━━ Stored data ━━

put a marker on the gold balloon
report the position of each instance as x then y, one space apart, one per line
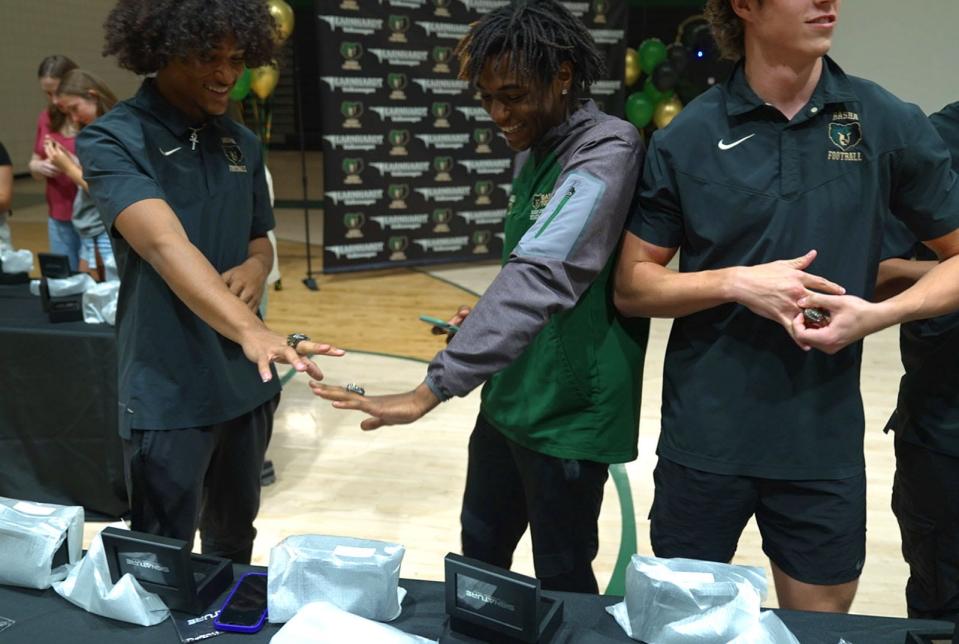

━━━
━━ Stored data ━━

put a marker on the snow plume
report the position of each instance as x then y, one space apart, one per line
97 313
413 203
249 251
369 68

━━━

== Exercise ==
Pick out each line of the entries that contains the word "marker".

== Response to the exercise ==
put a marker on the gold balloon
put a marker on the snow plume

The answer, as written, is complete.